• ENUNCIADO A:
Responda, com base no texto sobre mobilidade urbana, às perguntas seguintes:
(i) Quais formas de circulação o texto cita como modais ativos ou não motorizados?
(ii) Segundo o texto, o que sempre vai ser protagonista das ações de mobilidade urbana na velha política tradicional?
(iii) Desde que ano os instrumentos de gestão mencionados estão expressos na política nacional?
• ENUNCIADO B: Transcreva do texto sobre mobilidade urbana o trecho entre "Qualquer proposta de" e "do espaço urbano.", incluindo os dois extremos.
• ENUNCIADO C:
Indique se cada afirmação concorda com o texto sobre mobilidade urbana, respondendo sim ou não e citando literalmente as palavras do texto que decidem a resposta:
(i) Os automóveis transportam mais passageiros do que o transporte público.
(ii) O pedágio urbano está entre os instrumentos já validados em muitas cidades pelo mundo.
(iii) A política de mobilidade deve desestimular o uso do transporte individual motorizado no espaço urbano.

• TEXTO APRESENTADO:
= = = = = = =
Mobilidade urbana e democracia

Qualquer proposta de uma política de mobilidade urbana para ser implementada em um território, e que se alinhe com os princípios do desenvolvimento sustentável, necessariamente vai se concentrar em alguns eixos fundamentais, como, por exemplo, a priorização dos modais ativos ou não motorizados, como a circulação a pé, por bicicleta, patinete ou skate, e dos
sistemas de transporte público coletivo, ao mesmo tempo em que deve estabelecer uma diretriz básica para o desestímulo ao uso do transporte individual motorizado dentro do espaço urbano.

Quem acompanha de perto o tema, sabe que isso não é novidade para ninguém, assim como também é de notório conhecimento o fato de que o redesenho das cidades passa fundamentalmente pela retirada de privilégios dos automóveis dentro do sistema viário, onde ocupam parcela significativa do espaço, apesar de transportarem quantitativo inferior de passageiros comparativamente ao transporte público, mas que essa mudança de paradigma encontra muitas resistências dentro de determinados segmentos da sociedade e que estes, invariavelmente, possuem extraordinária capacidade de mobilização e de influência dentro dos entes públicos responsáveis pela gestão, contribuindo para que projetos inovadores e
necessários sejam descartados em nome da manutenção da velha política tradicional de execução do mais do mesmo, onde viadutos, pontes, alargamentos de vias e vagas de estacionamento para veículos em vias públicas sempre vão ser, infelizmente, os protagonistas das ações de mobilidade urbana.

Impressiona o fato de que vários instrumentos de gestão da política urbana que já foram plenamente validados em muitas cidades pelo mundo (como política de estacionamento, captura de valorização imobiliária em decorrência de obras de transporte público, pedágio urbano, taxa sobre emissões, etc), com a produção de resultados satisfatórios e provocando transformações qualitativas dentro do espaço urbano, e que aqui estão devidamente expressos na política nacional desde 2012, no Brasil são completamente ignorados por municípios e estados que evitam qualquer processo de enfrentamento junto às camadas dominantes, mesmo que as mudanças venham a produzir alterações positivas para o conjunto da sociedade e que possam ser apropriadas futuramente pela totalidade da população.
= = = = = = =
• DADOS FORNECIDOS:

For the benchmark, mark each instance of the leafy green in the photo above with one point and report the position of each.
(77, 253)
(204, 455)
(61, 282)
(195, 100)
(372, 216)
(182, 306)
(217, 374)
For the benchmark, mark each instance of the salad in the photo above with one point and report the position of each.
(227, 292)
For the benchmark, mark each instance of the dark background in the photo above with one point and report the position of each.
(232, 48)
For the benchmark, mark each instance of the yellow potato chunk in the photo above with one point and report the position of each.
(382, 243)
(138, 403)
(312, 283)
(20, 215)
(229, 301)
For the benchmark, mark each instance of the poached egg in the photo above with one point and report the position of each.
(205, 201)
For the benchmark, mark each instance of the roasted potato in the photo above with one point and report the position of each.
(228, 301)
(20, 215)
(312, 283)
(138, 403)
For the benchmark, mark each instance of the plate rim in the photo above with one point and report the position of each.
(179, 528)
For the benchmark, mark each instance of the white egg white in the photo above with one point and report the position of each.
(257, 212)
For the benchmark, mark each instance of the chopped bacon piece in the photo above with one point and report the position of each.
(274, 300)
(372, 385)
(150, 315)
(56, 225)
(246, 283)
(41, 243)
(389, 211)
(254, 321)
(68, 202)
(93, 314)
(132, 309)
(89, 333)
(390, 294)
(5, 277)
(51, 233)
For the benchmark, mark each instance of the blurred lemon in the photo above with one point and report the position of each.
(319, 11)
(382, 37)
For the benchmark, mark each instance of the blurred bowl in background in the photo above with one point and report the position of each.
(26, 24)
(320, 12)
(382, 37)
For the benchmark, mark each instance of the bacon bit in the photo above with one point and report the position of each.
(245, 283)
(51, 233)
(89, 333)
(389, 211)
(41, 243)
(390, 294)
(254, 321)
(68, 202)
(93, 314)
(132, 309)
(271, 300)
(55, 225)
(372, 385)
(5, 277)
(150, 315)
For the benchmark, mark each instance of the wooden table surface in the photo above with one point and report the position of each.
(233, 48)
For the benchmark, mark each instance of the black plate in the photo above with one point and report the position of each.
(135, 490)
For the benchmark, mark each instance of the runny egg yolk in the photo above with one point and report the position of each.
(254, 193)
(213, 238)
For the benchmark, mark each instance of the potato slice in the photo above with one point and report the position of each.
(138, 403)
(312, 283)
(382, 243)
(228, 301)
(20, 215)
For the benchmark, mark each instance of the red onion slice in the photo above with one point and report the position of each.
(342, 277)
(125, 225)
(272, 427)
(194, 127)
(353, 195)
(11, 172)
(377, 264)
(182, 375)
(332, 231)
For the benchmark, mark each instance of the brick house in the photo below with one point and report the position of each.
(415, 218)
= = = = = = =
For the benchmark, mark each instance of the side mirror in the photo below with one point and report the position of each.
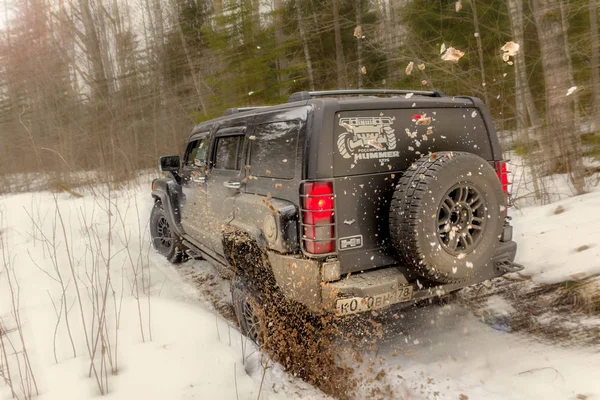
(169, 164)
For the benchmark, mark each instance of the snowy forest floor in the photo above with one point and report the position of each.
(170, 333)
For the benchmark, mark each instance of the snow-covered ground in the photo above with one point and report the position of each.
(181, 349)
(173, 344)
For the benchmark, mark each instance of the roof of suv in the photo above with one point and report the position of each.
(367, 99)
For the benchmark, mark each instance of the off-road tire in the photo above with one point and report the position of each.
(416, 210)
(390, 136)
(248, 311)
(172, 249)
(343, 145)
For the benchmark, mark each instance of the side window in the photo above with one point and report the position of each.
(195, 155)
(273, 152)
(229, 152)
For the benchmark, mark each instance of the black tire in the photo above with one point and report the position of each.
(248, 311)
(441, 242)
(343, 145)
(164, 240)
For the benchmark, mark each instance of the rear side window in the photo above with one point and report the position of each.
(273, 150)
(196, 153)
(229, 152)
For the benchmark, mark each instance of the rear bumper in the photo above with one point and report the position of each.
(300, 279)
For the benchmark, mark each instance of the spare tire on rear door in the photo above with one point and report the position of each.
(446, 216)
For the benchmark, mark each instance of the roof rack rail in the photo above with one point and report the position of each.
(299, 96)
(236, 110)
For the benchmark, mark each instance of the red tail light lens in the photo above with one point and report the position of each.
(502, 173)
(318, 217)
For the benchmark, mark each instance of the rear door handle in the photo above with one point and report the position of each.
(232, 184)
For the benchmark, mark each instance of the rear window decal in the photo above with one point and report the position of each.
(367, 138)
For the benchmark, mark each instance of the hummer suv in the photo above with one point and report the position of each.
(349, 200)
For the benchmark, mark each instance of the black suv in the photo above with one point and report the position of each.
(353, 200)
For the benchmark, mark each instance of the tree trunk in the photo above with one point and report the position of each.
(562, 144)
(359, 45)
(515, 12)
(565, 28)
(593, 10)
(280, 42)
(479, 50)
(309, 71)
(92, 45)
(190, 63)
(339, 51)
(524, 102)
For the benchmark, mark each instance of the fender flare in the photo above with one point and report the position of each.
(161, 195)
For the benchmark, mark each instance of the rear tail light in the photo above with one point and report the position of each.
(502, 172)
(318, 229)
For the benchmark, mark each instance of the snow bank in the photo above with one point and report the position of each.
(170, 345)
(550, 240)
= = = = = = =
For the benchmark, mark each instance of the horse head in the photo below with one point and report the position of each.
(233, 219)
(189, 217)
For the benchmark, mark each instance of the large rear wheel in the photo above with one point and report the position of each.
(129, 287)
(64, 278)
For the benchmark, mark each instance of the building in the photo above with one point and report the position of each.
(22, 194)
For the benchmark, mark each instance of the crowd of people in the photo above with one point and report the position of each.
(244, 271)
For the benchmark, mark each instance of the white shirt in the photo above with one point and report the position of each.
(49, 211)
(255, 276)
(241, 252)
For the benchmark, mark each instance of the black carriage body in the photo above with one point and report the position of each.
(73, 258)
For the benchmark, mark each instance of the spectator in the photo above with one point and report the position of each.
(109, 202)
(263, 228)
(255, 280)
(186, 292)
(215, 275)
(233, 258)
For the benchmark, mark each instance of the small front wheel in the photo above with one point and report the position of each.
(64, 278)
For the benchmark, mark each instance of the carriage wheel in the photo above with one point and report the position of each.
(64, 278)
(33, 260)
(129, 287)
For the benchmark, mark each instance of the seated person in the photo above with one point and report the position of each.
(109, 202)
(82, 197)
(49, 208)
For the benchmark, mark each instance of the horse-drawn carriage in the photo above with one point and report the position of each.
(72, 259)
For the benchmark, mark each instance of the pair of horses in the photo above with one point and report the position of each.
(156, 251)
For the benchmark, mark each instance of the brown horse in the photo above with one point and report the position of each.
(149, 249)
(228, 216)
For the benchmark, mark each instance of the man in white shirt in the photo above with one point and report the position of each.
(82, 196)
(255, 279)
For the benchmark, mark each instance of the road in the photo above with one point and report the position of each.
= = = = = = =
• RESOLUÇÃO DO EXERCÍCIO A:
(i) A circulação a pé, por bicicleta, patinete ou skate.
(ii) Viadutos, pontes, alargamentos de vias e vagas de estacionamento para veículos em vias públicas.
(iii) Desde 2012.

• RESOLUÇÃO DO EXERCÍCIO B:
Qualquer proposta de uma política de mobilidade urbana para ser implementada em um território, e que se alinhe com os princípios do desenvolvimento sustentável, necessariamente vai se concentrar em alguns eixos fundamentais, como, por exemplo, a priorização dos modais ativos ou não motorizados, como a circulação a pé, por bicicleta, patinete ou skate, e dos
sistemas de transporte público coletivo, ao mesmo tempo em que deve estabelecer uma diretriz básica para o desestímulo ao uso do transporte individual motorizado dentro do espaço urbano.

• RESOLUÇÃO DO EXERCÍCIO C:
(i) Não: "apesar de transportarem quantitativo inferior de passageiros comparativamente ao transporte público".
(ii) Sim: "vários instrumentos de gestão da política urbana que já foram plenamente validados em muitas cidades pelo mundo (como política de estacionamento, captura de valorização imobiliária em decorrência de obras de transporte público, pedágio urbano".
(iii) Sim: "deve estabelecer uma diretriz básica para o desestímulo ao uso do transporte individual motorizado dentro do espaço urbano".